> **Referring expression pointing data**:
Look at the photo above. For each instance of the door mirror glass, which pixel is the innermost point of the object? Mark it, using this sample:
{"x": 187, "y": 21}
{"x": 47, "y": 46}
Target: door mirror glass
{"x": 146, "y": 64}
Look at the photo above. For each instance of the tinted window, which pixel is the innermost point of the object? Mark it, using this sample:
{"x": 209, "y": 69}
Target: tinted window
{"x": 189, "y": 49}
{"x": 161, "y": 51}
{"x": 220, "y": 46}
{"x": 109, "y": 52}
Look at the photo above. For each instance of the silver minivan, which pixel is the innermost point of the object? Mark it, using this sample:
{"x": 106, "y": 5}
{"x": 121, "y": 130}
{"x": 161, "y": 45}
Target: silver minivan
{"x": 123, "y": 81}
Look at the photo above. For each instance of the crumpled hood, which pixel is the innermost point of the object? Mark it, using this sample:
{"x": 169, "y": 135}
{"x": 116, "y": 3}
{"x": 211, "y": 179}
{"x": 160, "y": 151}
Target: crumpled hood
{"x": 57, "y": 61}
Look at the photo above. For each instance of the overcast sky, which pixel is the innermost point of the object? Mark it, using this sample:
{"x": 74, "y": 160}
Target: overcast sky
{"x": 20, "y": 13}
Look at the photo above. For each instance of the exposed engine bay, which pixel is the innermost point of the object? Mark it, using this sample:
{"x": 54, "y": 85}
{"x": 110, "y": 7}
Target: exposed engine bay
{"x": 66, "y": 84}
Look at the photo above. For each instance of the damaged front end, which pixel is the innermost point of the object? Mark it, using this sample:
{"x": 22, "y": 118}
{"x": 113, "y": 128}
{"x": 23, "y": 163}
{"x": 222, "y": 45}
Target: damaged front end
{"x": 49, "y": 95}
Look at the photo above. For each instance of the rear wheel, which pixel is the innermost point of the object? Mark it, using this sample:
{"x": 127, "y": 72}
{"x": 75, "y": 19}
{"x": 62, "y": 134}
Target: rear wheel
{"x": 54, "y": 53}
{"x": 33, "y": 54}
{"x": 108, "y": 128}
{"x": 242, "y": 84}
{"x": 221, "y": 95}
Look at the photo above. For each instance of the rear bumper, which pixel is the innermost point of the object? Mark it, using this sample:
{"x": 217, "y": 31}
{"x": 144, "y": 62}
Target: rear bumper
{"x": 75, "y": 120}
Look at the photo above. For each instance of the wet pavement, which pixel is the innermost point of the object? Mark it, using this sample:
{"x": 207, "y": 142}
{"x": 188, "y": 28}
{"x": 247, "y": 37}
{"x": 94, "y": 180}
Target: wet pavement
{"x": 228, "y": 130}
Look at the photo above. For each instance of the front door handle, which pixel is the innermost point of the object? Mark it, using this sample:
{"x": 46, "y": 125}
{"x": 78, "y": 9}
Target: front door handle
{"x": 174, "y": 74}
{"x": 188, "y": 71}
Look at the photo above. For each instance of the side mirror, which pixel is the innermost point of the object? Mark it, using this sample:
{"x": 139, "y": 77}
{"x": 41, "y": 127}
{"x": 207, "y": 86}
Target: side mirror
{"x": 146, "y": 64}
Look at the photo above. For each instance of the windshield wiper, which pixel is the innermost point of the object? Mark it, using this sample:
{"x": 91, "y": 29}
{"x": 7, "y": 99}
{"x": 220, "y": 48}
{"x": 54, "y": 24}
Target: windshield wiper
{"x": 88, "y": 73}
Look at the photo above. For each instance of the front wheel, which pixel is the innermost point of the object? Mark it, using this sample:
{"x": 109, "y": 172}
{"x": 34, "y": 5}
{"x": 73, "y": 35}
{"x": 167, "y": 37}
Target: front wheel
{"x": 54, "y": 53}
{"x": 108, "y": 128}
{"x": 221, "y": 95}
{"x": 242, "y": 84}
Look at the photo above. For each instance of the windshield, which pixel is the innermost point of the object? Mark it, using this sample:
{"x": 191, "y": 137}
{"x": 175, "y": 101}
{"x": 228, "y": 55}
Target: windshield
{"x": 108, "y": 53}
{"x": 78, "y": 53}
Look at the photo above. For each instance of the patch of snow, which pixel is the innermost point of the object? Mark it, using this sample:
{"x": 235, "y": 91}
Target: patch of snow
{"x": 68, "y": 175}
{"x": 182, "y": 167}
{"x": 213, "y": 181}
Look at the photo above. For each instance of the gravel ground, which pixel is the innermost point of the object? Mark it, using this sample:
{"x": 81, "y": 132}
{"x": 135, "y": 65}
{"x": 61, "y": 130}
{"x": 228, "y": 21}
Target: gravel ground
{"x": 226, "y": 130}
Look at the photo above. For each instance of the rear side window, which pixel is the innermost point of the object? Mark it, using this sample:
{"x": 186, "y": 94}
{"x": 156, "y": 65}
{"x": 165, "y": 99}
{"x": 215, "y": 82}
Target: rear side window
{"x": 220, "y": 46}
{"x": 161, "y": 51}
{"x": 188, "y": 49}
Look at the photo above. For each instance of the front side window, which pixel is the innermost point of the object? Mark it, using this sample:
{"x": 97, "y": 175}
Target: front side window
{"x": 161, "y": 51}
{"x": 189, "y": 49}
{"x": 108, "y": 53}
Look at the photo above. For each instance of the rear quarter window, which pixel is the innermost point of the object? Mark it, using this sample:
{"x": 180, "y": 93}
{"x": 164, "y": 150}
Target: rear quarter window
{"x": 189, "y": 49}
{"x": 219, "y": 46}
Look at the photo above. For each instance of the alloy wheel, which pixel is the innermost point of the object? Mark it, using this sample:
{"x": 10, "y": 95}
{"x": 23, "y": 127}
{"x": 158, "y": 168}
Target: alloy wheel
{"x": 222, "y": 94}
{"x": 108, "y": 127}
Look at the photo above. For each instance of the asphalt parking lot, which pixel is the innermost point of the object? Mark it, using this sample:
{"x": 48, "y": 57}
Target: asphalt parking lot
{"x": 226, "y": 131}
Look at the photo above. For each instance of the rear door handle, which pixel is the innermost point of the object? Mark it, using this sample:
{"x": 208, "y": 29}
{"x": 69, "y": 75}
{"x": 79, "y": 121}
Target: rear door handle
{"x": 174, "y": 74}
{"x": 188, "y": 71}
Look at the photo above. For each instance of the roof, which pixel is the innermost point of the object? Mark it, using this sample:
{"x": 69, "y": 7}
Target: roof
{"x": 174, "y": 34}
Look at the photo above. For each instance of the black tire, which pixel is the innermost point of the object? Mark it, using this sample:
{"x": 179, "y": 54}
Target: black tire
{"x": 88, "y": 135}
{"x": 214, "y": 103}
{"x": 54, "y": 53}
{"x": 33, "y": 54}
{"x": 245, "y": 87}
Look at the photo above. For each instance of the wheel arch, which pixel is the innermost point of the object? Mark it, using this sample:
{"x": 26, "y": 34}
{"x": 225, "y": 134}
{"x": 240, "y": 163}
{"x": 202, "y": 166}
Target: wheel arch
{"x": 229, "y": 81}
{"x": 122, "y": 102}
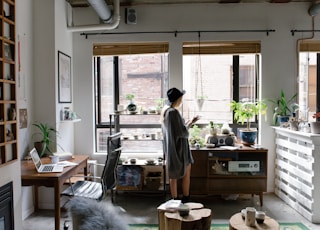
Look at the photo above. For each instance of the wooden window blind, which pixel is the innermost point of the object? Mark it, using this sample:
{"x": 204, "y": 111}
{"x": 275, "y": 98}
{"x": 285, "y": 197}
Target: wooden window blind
{"x": 188, "y": 48}
{"x": 221, "y": 47}
{"x": 310, "y": 46}
{"x": 115, "y": 49}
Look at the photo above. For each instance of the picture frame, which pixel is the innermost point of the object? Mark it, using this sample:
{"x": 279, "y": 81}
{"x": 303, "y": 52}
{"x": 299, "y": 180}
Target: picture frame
{"x": 7, "y": 51}
{"x": 64, "y": 78}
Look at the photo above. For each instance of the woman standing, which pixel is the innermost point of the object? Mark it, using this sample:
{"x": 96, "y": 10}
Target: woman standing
{"x": 176, "y": 144}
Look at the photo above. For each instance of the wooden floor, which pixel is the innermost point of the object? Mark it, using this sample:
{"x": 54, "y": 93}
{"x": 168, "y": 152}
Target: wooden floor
{"x": 142, "y": 209}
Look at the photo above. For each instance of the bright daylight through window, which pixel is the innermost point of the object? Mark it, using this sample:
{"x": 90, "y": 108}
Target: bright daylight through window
{"x": 138, "y": 73}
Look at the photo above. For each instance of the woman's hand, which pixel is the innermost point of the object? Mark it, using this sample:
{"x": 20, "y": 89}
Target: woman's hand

> **Try it**:
Print from the line containing "Look at the photo above. For each instance of the woman's" to the last line above, exactly as written.

> **Problem solution**:
Look at the photo above. For each instance of the woman's hand, which pixel is the innermost point of the object? Mark it, using this sample:
{"x": 20, "y": 89}
Target: woman's hand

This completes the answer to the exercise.